PERCURSO DE VIDA MUSICAL (1ª. parte)

Vou trazer-vos esta história em episódios, para não cansar muito.

E para começar mesmo do princípio, tenho que dizer que o meu pai cantava muito bem o Fado e a minha mãe também. Desde que me lembro da minha existência, sempre me recordo de ouvir os meus pais cantarem. A minha mãe cantava em casa e tinha uma bonita voz. O meu pai, em festas com colegas militares.
Quando eu tinha cerca de seis anos foi-me contado pela minha mãe que um belo dia, tinha eu apenas dois anos e meio, foi encontrar-me empoleirada num banco, a lavar roupa no tanque, toda molhada, a cantar uma música que ela cantava, na minha língua-de-trapos. Imitava o seu ritual. Nada mais do que a Marcha do Centenário. Daí para a frente começaram a achar graça ao “bibelot” que também se abanicava todo a fingir que dançava e queria aprender todas as músicas que ouvia os adultos cantar. 
 
Aos 9 anos "Projecto Piano"

Entradas de dados

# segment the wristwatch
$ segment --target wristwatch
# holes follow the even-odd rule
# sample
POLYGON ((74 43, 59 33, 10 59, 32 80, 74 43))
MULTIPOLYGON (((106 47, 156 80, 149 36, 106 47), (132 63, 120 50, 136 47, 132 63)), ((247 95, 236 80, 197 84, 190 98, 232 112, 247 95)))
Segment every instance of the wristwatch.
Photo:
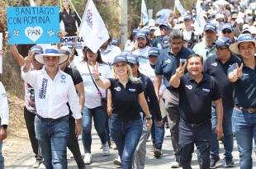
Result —
POLYGON ((7 124, 2 124, 2 125, 1 125, 3 129, 7 129, 7 127, 8 127, 8 125, 7 125, 7 124))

#### Exercícios:
(a) Edite o texto sobre o percurso de vida musical de "Quando eu tinha" a "os adultos cantar.", pondo "Marcha de Lisboa" no lugar de "Marcha do Centenário".
(b) Indique se cada afirmação está de acordo com o texto sobre o percurso de vida musical, respondendo sim ou não e citando as palavras do texto que o decidem: (i) O pai cantava o Fado. (ii) A mãe contou o episódio do tanque quando a criança tinha dois anos e meio. (iii) A mãe cantava em casa.
(c) No texto sobre o percurso de vida musical, de que forma vai ser apresentada a história, e com que fim?
Os dados provêm de outra fonte.

#### Respostas:
(a)
Quando eu tinha cerca de seis anos foi-me contado pela minha mãe que um belo dia, tinha eu apenas dois anos e meio, foi encontrar-me empoleirada num banco, a lavar roupa no tanque, toda molhada, a cantar uma música que ela cantava, na minha língua-de-trapos. Imitava o seu ritual. Nada mais do que a Marcha de Lisboa. Daí para a frente começaram a achar graça ao “bibelot” que também se abanicava todo a fingir que dançava e queria aprender todas as músicas que ouvia os adultos cantar.

(b)
(i) Sim: "o meu pai cantava muito bem o Fado".
(ii) Não: "Quando eu tinha cerca de seis anos foi-me contado pela minha mãe".
(iii) Sim: "A minha mãe cantava em casa e tinha uma bonita voz."

(c) Em episódios, para não cansar muito.